**Tasks to carry out**
[A] In the Khaled Hosseini review, what role does the author currently hold?
[B] List every proper name in the Khaled Hosseini review, including names of people, countries, organizations and book titles.
----- Excerpted text
The author, Khaled Hosseini, is now a US envoy for the UNHCR and is deeply involved in the plight of refugees throughout the world. This book may well be his greatest contribution, as he tells the story of exile and the pull of home. It is helpful that this book has a free reading guide (downloadable) to assist people in discussing and understanding the refugee situation more fully.

A Thousand Splendid Suns is unforgettable because it tells the harrowing story of childlessness and stillbirth in a culture where bearing children is a religious and cultural duty and failure to produce is a social death sentence. The book movingly tracks the rollercoaster ride of expecting children and dashed hopes and the powerful emotions that this condition evokes.
----------
----- Extracted material
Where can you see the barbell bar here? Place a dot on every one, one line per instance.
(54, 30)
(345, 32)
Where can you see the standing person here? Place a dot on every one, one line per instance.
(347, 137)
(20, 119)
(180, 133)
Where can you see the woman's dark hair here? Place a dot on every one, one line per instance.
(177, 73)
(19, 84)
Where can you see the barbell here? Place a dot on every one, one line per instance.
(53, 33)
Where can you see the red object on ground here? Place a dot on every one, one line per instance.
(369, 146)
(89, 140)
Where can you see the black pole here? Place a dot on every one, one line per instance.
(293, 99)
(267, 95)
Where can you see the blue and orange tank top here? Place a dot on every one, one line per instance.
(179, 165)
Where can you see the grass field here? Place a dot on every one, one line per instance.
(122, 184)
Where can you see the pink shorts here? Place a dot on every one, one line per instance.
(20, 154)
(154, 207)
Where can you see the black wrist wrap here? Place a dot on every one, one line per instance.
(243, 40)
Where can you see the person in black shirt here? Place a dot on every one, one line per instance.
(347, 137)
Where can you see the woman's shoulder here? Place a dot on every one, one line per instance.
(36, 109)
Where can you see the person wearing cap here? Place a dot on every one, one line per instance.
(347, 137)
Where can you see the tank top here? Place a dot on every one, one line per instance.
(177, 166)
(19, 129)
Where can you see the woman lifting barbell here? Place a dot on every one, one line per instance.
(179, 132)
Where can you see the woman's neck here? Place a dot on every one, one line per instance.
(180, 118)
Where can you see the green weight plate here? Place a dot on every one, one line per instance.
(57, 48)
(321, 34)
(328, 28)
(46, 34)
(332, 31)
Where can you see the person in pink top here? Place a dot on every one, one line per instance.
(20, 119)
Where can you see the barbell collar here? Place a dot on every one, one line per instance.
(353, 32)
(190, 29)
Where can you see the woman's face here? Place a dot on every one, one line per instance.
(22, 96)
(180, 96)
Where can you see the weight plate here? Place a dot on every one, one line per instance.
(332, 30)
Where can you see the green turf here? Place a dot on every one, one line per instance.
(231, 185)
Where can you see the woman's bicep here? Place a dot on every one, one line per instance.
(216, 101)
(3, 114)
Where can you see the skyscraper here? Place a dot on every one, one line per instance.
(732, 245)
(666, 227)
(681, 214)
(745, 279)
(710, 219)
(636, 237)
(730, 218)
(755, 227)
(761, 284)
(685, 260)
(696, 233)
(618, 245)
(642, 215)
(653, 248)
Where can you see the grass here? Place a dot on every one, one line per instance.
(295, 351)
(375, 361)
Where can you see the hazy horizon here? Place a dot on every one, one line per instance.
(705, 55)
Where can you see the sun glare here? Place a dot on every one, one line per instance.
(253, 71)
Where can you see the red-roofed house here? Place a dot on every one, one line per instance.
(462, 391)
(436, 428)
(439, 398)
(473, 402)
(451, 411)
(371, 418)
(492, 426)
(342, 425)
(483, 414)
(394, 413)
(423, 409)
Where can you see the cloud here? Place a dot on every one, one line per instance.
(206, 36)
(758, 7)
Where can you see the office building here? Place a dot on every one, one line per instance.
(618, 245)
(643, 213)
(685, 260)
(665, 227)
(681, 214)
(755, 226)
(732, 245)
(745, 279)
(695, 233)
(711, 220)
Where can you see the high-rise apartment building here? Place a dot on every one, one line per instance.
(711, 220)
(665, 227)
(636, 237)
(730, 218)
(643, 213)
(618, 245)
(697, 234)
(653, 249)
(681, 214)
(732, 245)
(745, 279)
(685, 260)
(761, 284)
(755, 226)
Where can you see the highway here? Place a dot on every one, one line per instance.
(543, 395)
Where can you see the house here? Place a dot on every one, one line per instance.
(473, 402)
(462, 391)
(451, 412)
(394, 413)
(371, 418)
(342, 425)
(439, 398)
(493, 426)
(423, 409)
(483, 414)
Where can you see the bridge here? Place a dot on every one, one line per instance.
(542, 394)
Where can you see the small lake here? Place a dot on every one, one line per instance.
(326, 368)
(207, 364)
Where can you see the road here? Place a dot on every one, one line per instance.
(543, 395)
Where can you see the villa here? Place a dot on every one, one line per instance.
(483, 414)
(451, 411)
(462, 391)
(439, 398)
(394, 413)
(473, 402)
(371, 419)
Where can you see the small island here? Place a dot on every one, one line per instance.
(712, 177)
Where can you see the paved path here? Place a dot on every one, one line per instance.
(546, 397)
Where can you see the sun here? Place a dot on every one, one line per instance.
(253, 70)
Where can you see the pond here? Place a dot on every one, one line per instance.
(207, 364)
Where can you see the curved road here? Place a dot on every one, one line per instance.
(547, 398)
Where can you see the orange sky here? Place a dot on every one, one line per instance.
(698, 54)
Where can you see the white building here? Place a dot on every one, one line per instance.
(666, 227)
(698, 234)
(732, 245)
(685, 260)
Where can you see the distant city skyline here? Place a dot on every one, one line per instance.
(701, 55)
----------
----- Extracted material
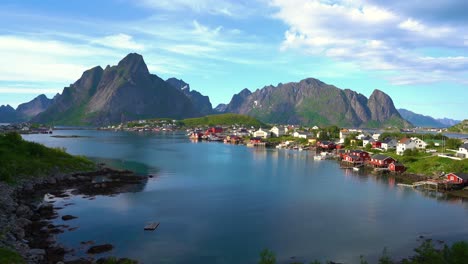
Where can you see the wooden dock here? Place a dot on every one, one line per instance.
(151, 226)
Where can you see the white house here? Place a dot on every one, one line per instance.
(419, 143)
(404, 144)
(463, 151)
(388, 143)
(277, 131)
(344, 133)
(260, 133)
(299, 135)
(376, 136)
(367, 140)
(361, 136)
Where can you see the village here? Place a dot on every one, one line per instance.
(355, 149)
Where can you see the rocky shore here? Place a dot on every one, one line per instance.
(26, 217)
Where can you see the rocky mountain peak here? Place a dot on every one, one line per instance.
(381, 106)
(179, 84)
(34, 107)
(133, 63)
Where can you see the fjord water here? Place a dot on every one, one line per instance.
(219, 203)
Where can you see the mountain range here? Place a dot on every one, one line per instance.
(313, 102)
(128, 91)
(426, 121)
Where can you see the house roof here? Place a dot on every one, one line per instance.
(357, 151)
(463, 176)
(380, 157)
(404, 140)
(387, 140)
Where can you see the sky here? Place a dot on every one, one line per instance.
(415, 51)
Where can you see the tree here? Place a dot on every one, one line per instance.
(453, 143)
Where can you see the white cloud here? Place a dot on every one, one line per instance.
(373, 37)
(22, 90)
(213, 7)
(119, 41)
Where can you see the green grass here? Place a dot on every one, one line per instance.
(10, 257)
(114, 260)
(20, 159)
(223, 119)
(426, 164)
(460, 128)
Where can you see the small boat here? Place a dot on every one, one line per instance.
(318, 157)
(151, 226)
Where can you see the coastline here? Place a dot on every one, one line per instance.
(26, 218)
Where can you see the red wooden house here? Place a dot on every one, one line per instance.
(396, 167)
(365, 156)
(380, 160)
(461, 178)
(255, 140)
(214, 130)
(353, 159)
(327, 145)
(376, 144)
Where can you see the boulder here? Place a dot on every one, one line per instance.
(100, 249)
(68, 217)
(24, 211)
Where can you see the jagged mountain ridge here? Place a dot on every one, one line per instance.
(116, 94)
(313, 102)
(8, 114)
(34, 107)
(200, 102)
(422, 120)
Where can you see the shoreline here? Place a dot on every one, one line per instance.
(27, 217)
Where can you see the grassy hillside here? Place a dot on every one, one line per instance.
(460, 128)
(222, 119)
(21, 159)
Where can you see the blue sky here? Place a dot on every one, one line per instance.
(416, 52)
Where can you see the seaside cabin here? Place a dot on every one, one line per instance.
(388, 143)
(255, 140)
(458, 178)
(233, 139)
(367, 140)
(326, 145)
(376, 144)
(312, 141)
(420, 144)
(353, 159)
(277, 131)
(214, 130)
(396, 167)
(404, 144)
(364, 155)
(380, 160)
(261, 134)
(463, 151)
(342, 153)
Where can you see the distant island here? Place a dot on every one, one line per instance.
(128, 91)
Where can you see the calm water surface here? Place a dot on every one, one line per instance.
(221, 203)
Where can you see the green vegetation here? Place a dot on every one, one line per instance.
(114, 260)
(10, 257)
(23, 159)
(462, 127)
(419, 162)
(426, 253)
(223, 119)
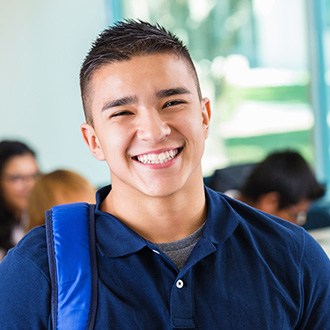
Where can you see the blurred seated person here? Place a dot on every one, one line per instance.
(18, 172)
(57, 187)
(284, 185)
----------
**Full solutions**
[A] He is a US envoy for the UNHCR.

[B] Khaled Hosseini, US, UNHCR, A Thousand Splendid Suns